**EXERCISE DETAILS:** Pull out every line of the records that contains the string "hillside", copying each one in full. Case counts.

**ITEMS:**
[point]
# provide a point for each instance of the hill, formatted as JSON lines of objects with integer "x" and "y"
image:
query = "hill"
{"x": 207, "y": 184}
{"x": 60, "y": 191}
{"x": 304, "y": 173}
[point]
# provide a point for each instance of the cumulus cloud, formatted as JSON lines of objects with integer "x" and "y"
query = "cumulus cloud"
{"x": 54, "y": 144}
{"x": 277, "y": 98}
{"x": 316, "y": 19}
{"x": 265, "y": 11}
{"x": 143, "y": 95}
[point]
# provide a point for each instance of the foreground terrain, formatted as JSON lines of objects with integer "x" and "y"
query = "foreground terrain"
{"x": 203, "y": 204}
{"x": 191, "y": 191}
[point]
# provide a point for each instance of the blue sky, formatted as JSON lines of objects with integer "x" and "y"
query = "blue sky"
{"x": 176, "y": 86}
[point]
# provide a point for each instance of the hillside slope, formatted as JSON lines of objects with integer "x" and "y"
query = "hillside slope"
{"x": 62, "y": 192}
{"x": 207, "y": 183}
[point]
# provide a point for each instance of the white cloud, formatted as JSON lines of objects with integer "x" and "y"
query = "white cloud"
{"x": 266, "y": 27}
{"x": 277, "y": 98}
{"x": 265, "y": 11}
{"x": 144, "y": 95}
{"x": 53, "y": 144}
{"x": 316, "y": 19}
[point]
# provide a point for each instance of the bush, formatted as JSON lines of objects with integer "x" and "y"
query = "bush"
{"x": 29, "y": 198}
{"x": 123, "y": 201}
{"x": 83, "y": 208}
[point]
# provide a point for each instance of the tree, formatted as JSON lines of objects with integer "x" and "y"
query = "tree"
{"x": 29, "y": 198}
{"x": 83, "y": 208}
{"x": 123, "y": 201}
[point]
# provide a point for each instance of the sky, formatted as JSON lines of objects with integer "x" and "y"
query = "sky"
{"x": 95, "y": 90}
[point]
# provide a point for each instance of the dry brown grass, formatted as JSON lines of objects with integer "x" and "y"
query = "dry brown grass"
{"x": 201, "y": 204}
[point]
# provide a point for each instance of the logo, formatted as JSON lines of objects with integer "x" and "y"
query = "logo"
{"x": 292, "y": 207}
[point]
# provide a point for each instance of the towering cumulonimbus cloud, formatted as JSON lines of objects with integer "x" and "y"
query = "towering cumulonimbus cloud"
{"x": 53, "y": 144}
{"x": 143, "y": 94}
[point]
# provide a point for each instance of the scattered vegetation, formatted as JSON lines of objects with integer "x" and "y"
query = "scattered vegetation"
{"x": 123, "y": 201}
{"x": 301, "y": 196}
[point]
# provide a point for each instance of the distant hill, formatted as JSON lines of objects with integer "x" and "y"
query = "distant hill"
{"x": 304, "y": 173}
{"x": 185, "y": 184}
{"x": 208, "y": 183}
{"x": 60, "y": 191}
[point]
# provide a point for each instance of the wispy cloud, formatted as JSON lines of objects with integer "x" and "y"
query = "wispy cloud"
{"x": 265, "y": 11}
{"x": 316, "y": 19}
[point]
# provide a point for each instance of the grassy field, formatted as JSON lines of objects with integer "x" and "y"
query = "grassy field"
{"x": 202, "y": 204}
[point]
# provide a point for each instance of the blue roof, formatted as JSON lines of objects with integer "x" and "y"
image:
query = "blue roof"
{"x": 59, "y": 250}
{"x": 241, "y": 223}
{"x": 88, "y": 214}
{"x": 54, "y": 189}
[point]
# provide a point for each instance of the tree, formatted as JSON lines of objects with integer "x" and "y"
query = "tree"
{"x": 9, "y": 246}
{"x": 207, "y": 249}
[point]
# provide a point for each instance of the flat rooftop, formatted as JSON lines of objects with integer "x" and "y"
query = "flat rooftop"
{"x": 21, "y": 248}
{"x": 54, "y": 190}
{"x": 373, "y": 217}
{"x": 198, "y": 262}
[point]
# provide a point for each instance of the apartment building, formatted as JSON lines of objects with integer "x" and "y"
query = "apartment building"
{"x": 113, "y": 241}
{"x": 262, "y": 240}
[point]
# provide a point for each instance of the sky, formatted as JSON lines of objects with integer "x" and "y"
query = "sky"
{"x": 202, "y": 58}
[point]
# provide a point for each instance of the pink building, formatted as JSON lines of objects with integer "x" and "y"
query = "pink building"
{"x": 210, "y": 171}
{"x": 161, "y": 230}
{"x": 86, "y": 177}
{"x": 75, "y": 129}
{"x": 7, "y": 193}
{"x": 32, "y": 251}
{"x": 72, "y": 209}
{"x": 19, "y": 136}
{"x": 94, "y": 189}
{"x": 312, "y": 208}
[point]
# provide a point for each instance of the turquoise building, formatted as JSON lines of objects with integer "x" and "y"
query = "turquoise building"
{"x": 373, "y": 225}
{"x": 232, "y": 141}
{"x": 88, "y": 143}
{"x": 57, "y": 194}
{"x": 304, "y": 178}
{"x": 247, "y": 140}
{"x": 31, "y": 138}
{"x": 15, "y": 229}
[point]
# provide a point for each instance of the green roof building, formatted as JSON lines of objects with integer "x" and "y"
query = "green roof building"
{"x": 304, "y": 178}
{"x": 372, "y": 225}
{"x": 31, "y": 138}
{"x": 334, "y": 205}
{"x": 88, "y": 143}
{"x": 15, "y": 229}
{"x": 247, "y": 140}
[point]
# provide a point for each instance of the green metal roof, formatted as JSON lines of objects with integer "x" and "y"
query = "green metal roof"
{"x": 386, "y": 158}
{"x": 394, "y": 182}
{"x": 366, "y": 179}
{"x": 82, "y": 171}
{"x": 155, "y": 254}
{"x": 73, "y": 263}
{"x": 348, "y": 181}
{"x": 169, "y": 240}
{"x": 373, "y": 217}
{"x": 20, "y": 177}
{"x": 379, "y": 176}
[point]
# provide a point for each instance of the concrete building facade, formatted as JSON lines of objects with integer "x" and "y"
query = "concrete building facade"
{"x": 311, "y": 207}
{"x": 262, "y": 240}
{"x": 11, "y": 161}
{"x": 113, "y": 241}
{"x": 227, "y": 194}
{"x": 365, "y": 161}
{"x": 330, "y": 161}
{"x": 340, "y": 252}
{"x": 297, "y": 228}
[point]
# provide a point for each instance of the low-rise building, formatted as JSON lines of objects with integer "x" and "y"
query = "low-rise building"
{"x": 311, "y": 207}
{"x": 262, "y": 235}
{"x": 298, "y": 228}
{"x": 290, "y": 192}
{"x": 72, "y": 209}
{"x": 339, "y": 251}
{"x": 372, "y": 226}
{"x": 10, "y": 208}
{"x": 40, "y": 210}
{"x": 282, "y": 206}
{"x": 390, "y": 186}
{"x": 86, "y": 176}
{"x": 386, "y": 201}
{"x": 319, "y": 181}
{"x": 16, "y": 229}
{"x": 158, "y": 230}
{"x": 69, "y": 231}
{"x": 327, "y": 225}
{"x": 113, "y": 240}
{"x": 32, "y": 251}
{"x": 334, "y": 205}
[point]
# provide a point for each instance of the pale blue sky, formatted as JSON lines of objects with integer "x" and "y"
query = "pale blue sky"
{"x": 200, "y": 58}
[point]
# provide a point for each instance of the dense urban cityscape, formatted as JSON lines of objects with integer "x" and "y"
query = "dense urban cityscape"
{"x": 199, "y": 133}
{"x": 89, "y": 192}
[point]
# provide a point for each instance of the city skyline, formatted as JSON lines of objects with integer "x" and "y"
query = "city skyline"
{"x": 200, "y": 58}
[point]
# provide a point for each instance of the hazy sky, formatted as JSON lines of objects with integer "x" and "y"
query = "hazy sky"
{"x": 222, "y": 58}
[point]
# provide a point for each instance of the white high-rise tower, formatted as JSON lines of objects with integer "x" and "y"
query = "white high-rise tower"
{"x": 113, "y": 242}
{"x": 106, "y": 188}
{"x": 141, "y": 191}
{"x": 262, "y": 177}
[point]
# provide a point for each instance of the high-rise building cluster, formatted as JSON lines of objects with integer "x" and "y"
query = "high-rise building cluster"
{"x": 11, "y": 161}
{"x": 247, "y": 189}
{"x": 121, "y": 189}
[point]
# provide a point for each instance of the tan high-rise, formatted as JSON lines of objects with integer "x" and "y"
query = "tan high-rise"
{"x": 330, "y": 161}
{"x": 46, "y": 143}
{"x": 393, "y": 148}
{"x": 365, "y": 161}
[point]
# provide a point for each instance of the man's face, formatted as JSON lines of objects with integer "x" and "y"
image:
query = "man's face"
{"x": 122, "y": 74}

**IN RESPONSE:**
# provide a point for each instance of the hillside slope, formatted as JSON lines of objects with integer "x" and "y"
query = "hillside slope"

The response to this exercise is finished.